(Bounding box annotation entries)
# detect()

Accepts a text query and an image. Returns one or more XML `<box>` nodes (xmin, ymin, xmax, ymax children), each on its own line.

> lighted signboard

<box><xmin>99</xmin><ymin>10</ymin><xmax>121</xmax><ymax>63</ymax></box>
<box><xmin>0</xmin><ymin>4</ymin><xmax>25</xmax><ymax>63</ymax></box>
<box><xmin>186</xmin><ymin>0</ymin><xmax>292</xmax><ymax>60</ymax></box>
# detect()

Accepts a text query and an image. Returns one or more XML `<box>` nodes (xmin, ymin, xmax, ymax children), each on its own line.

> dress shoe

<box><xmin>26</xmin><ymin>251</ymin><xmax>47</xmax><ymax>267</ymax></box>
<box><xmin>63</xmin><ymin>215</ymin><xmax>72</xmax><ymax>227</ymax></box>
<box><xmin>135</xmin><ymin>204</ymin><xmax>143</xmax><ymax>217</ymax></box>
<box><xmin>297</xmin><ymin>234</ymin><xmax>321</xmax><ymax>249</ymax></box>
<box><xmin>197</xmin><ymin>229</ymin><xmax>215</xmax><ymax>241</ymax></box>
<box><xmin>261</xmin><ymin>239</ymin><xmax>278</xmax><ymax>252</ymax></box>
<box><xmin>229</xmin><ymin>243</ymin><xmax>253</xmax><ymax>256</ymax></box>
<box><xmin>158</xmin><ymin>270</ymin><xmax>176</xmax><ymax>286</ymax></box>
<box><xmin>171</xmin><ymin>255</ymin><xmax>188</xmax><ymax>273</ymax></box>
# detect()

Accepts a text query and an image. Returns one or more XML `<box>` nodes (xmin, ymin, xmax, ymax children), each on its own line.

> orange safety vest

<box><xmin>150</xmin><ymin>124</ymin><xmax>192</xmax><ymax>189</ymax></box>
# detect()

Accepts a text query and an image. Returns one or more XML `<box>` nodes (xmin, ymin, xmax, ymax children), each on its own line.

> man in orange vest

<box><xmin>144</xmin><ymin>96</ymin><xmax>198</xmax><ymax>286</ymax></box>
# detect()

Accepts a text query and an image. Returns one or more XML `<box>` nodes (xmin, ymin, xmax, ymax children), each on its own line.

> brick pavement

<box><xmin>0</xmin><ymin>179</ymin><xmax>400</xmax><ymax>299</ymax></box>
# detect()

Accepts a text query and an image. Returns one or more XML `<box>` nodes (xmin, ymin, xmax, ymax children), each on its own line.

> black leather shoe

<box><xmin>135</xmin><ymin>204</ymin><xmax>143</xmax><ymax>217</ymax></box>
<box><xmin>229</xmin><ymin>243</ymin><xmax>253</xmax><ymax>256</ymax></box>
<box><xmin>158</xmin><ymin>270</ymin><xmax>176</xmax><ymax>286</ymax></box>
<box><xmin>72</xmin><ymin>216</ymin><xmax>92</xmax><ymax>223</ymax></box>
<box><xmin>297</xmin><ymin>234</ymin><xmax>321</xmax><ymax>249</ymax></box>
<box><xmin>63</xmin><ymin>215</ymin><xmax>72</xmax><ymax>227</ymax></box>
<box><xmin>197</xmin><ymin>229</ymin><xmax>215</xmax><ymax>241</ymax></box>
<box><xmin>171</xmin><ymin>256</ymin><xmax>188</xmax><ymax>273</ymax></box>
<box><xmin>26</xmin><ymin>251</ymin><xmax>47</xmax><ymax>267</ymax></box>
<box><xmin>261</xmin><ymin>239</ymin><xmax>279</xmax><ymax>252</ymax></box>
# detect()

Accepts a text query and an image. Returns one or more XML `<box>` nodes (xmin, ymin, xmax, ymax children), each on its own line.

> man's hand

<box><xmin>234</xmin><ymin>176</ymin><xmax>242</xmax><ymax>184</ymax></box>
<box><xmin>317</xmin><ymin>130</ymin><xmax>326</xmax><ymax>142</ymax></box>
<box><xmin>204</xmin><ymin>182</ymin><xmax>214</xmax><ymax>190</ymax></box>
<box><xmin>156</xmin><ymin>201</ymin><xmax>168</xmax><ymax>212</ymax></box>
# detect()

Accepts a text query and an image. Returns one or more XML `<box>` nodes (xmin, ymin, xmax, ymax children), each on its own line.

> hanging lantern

Written problem → Please locate every line in the listing above that contains the word "orange", and copy each of those lines.

The completed task →
> orange safety vest
> man in orange vest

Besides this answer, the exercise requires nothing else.